*Список задач:*
1/ Обновите фрагмент о каббале: перепишите его от слов «Но если во всех» до слов «жизнь и блаженство.», поставив «Шехиной» вместо «Шхиной».
2/ Что, согласно фрагменту о каббале, служит для каббалиста доказательством того, что силы зачатия занимают свое законное место в рамках Священного Закона?

*Фрагмент текста:*

───

Но если во всех остальных случаях каббалисты воздерживаются от использования образов половой любви при описании отношений между человеком и Богом, они без колебания используют их, изображая внутреннее отношение Бога к Самому Себе в мире сфирот. Тайна пола, как она рисуется каббалисту, имеет невероятное глубокое значение34. Эта тайна человеческого существования в его глазах есть лишь символ любви между Божественным "Я" и Божествен­ным "Ты", Святым, да будет Он благословен, и Его Шхиной. Иерос гамос. священный брак Царя и Царицы, Небесного Жениха и Небесной Невесты, если ограничи­ться лишь несколькими символами, служит централь­ным событием в единой цепи Божественных проявле­ний в сокрытом мире. В Боге воссоединяются актив­ное и пассивное, порождающее и воспринимающее, и из этого союза восстает вся земная жизнь и блаженство.

Символы половой любви используются вновь и вновь в самых различных вариациях. Один из образов, введенных для описания развертывания сфирот, изоб­ражает их, как отмечалось ранее, как плод мистическо­го зачатия, в котором первый луч Божественного света есть также семя творения. Ибо луч, возникающий из Ничто, как бы посеян в "Небесную Матерь", то есть в Божественный разум, из чрева которого восстают сфирот: Царь и Царица, Сын и Дочь. За этими мисти­ческими образами смутно просвечивают мужские и женские боги древности, что, разумеется, было мерзостью с точки зрения ортодоксального каббалиста35

Десятая сфира, Иесод, из которой все высшие сфирот - спитые воедино в образе Царя - текут в Шхину, истолковывается как жизнетворящая сила, динамически действующая во вселенной. Из сокры­той глубины этой сфиры Божественная сила выпле­скивается в акте мистического зачатия. Священный знак обрезания служит для каббалиста доказатель­ством того, что в рамках Священного Закона эти силы зачатия занимают свое законное место. Несом­ненно, что вся эта сфера обладает большой притяга­тельностью для ума автора Зохара. Мифический ха­рактер его мысли в этих отрывках более выражен, чем в других, и это свидетельствует о многом. Сле­дует отметить, что в Зохаре широко применяется фаллическая символика в связи со спекуляциями о сфире Иесод: немаловажная психологическая про­блема, принимая во внимание ревностнейшую при­верженность автора Зохара к самым ортодоксальным концепциям еврейской жизни и веры. Разумеется, здесь остается открытым широкое поле для психо­аналитического толкования: легкость, с которой этот метод может быть применен к предмету, совер­шенно очевидна, но, на- мой взгляд, надежда на то, что этот вопрос действительно может быть выяснен таким путем, слаба. Была предпринята попытка истол­ковать "эротику каббалы" в психоаналитическом смысле36, но автор исследования не поднялся над уровнем избитых модных фраз, которые многим исследователям этой школы, к сожалению, кажутся удовлетворительным ответом на проблемы этого рода.

───

*Выдержка из данных:*
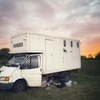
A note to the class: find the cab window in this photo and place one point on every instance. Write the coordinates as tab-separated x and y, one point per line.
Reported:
31	63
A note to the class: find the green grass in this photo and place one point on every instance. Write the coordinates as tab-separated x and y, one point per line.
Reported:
89	83
87	88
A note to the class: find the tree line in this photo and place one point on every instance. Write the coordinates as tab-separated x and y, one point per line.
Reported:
5	55
90	56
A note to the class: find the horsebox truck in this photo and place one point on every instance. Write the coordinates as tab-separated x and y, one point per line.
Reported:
38	56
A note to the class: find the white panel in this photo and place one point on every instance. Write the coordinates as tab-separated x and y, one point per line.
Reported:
36	43
19	44
49	55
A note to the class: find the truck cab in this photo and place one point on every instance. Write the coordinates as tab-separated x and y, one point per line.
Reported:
21	71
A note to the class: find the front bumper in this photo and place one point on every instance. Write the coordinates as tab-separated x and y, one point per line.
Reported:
6	85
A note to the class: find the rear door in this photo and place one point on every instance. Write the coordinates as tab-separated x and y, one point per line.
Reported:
32	70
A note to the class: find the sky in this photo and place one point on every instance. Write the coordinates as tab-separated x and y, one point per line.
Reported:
75	19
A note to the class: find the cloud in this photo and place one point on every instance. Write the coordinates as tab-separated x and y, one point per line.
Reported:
78	19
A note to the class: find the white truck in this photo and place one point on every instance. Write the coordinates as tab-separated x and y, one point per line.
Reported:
37	56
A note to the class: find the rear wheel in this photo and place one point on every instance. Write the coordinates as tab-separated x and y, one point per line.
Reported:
19	86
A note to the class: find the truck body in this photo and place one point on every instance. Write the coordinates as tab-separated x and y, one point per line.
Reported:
38	55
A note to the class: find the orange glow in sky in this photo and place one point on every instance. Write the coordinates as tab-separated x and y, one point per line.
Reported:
76	19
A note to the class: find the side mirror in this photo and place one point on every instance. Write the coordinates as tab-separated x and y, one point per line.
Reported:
21	67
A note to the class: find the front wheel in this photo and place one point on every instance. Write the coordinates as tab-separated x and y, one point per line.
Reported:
19	86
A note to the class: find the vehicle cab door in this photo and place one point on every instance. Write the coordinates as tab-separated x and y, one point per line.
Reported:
31	70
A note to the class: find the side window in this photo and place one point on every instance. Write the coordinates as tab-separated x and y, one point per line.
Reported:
34	62
31	63
71	44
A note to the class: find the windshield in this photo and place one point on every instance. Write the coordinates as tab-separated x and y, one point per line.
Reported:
15	61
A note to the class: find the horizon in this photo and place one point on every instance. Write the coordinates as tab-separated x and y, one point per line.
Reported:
75	19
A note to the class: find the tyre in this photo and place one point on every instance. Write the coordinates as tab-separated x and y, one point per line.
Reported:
19	86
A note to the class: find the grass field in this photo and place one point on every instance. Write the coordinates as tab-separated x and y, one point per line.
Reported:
87	88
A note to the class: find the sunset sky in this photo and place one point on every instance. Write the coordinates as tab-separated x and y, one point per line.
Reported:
76	19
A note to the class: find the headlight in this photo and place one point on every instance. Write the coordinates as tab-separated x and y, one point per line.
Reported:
4	78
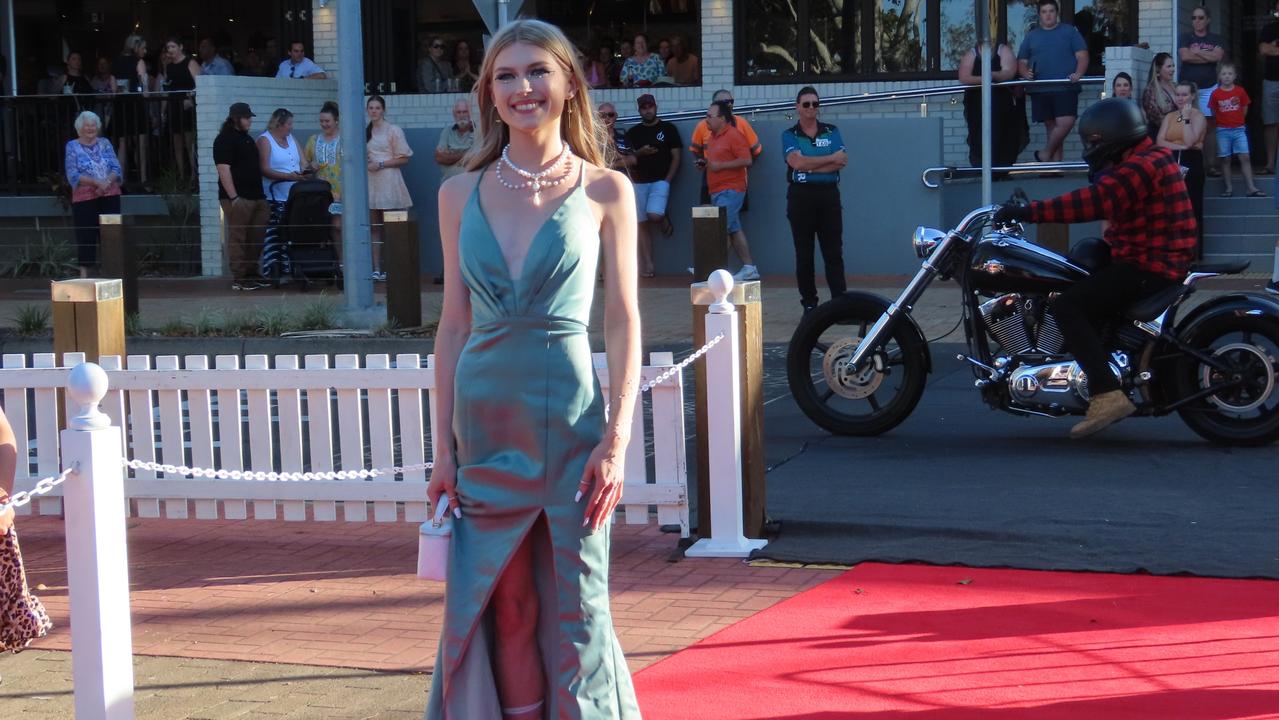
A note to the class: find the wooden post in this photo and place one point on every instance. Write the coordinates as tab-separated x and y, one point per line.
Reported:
400	257
710	239
97	565
119	258
746	299
88	317
724	436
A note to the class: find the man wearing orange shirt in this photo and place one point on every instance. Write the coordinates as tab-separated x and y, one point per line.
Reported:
697	143
725	156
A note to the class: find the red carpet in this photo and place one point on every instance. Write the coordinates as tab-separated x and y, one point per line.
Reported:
957	643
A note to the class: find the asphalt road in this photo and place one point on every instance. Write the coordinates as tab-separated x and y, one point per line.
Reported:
961	484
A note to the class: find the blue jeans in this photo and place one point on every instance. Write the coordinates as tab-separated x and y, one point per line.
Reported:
732	202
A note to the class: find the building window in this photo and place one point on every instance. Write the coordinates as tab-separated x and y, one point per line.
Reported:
605	32
857	40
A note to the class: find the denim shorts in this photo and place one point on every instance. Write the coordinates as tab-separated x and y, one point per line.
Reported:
1232	141
1057	104
730	201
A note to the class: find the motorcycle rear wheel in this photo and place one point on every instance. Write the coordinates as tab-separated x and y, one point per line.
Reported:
867	402
1247	412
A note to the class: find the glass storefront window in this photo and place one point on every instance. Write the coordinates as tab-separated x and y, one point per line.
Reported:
604	33
771	47
901	36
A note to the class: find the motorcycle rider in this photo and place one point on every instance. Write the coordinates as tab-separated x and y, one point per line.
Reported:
1140	191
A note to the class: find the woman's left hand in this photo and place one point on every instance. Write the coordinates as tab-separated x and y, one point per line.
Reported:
603	480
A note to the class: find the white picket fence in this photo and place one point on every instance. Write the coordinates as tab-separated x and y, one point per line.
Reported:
293	414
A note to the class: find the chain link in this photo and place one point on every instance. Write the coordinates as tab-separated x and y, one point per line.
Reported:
44	487
47	484
670	372
275	476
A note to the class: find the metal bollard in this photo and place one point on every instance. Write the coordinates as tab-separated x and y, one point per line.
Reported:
97	565
119	258
724	434
402	257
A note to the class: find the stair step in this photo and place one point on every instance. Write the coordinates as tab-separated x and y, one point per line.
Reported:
1214	205
1239	243
1242	224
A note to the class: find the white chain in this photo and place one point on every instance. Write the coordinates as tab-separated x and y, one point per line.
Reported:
41	487
670	372
47	484
275	476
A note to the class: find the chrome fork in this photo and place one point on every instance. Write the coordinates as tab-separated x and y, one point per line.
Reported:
904	302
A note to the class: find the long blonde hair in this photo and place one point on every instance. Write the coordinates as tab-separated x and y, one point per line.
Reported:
578	125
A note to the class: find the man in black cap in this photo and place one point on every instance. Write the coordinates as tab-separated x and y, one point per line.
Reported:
656	146
239	188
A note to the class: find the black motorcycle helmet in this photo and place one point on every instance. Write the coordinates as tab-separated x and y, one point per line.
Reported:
1108	128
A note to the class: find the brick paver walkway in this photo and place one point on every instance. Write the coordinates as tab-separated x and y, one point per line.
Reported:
344	595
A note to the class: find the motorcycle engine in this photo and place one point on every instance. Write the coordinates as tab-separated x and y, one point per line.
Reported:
1022	325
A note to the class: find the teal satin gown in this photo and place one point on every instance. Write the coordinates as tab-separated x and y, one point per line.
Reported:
527	414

───

*Набор ответов:*
1/
Но если во всех остальных случаях каббалисты воздерживаются от использования образов половой любви при описании отношений между человеком и Богом, они без колебания используют их, изображая внутреннее отношение Бога к Самому Себе в мире сфирот. Тайна пола, как она рисуется каббалисту, имеет невероятное глубокое значение34. Эта тайна человеческого существования в его глазах есть лишь символ любви между Божественным "Я" и Божествен­ным "Ты", Святым, да будет Он благословен, и Его Шехиной. Иерос гамос. священный брак Царя и Царицы, Небесного Жениха и Небесной Невесты, если ограничи­ться лишь несколькими символами, служит централь­ным событием в единой цепи Божественных проявле­ний в сокрытом мире. В Боге воссоединяются актив­ное и пассивное, порождающее и воспринимающее, и из этого союза восстает вся земная жизнь и блаженство.

2/ Священный знак обрезания.